=== What needs to be done ===
Render every row below as a Markdown table with two columns, Number and Row, giving each row its sequence number and omitting blank lines.

=== Data records ===
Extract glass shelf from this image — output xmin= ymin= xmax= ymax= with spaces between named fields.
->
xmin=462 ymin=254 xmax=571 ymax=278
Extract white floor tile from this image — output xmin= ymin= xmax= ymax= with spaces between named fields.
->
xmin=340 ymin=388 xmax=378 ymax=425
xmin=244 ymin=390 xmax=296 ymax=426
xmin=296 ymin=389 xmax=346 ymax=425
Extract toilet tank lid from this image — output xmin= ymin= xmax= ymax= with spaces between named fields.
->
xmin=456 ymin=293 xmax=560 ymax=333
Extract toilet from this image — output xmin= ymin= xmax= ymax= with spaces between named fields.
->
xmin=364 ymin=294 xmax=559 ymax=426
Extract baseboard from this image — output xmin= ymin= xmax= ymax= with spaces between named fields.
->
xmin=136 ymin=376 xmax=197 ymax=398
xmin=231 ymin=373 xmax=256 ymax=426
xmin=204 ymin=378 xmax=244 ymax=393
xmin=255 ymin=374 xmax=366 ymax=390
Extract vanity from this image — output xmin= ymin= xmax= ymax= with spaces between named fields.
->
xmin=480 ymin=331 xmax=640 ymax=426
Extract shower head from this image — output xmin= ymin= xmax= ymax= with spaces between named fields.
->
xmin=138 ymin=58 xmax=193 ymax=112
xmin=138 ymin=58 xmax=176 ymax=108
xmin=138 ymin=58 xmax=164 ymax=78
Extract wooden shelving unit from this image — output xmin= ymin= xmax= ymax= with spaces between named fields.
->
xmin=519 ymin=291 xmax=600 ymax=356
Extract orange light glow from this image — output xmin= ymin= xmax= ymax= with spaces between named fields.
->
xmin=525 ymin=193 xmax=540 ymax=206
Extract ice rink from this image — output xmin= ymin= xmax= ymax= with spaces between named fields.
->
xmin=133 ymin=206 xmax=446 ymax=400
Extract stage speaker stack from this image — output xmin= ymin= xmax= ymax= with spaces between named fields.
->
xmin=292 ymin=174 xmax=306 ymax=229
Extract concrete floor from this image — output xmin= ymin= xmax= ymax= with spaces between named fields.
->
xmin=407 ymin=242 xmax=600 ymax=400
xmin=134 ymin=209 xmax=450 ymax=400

=== Reply to the task ===
| Number | Row |
|---|---|
| 1 | Extract glass shelf from this image — output xmin= ymin= xmax= ymax= with spaces between named fields. |
| 2 | -> |
| 3 | xmin=462 ymin=254 xmax=571 ymax=278 |
| 4 | Extract white floor tile from this image — output xmin= ymin= xmax= ymax= with spaces between named fields. |
| 5 | -> |
| 6 | xmin=340 ymin=388 xmax=378 ymax=425 |
| 7 | xmin=244 ymin=390 xmax=296 ymax=426 |
| 8 | xmin=296 ymin=389 xmax=346 ymax=425 |
| 9 | Extract toilet tank lid from this image — output xmin= ymin= xmax= ymax= with spaces between named fields. |
| 10 | -> |
| 11 | xmin=456 ymin=293 xmax=560 ymax=333 |
| 12 | Extract toilet from this image — output xmin= ymin= xmax= ymax= with spaces between named fields. |
| 13 | -> |
| 14 | xmin=364 ymin=294 xmax=559 ymax=426 |
| 15 | Extract baseboard from this image — output xmin= ymin= xmax= ymax= with spaces between named fields. |
| 16 | -> |
| 17 | xmin=136 ymin=376 xmax=197 ymax=398 |
| 18 | xmin=231 ymin=373 xmax=256 ymax=426 |
| 19 | xmin=204 ymin=378 xmax=244 ymax=393 |
| 20 | xmin=255 ymin=374 xmax=366 ymax=390 |
| 21 | Extract vanity from this image — output xmin= ymin= xmax= ymax= with spaces between named fields. |
| 22 | -> |
| 23 | xmin=480 ymin=331 xmax=640 ymax=426 |
| 24 | Extract shower head from this image — output xmin= ymin= xmax= ymax= with spaces between named fields. |
| 25 | -> |
| 26 | xmin=138 ymin=58 xmax=193 ymax=112 |
| 27 | xmin=138 ymin=58 xmax=176 ymax=108 |
| 28 | xmin=138 ymin=58 xmax=164 ymax=78 |
| 29 | Extract wooden shelving unit from this image — output xmin= ymin= xmax= ymax= with spaces between named fields. |
| 30 | -> |
| 31 | xmin=519 ymin=291 xmax=600 ymax=356 |
| 32 | Extract orange light glow from this image — output xmin= ymin= xmax= ymax= with spaces between named fields. |
| 33 | -> |
| 34 | xmin=525 ymin=193 xmax=540 ymax=206 |
| 35 | Extract ice rink from this image — output xmin= ymin= xmax= ymax= with spaces between named fields. |
| 36 | -> |
| 37 | xmin=133 ymin=206 xmax=446 ymax=400 |
| 38 | Extract stage speaker stack from this image — output xmin= ymin= xmax= ymax= with spaces between named fields. |
| 39 | -> |
| 40 | xmin=292 ymin=174 xmax=306 ymax=229 |
| 41 | Extract concrete floor from this image — output xmin= ymin= xmax= ymax= with spaces between named fields. |
| 42 | -> |
| 43 | xmin=407 ymin=242 xmax=600 ymax=400 |
| 44 | xmin=134 ymin=209 xmax=450 ymax=400 |